PROVIDED DATA —
# # # # #

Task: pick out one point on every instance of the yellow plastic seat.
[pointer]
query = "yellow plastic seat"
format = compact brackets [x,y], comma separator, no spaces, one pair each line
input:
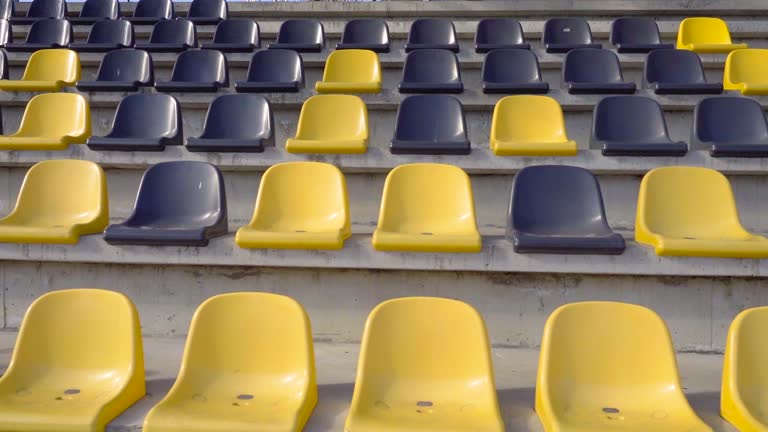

# # # # #

WHAT YOU SHOULD DO —
Write out the lines above again, substituting "chair" for "seat" everywhere and leaving everything else unchanged. Omit the picture.

TASK RESPONSE —
Task: pick out one point on every instance of the yellow plastic chair.
[pointer]
query = "yellow plastic chair"
format = compact brackets [x,y], comma separator, no spaces, one pair each line
input:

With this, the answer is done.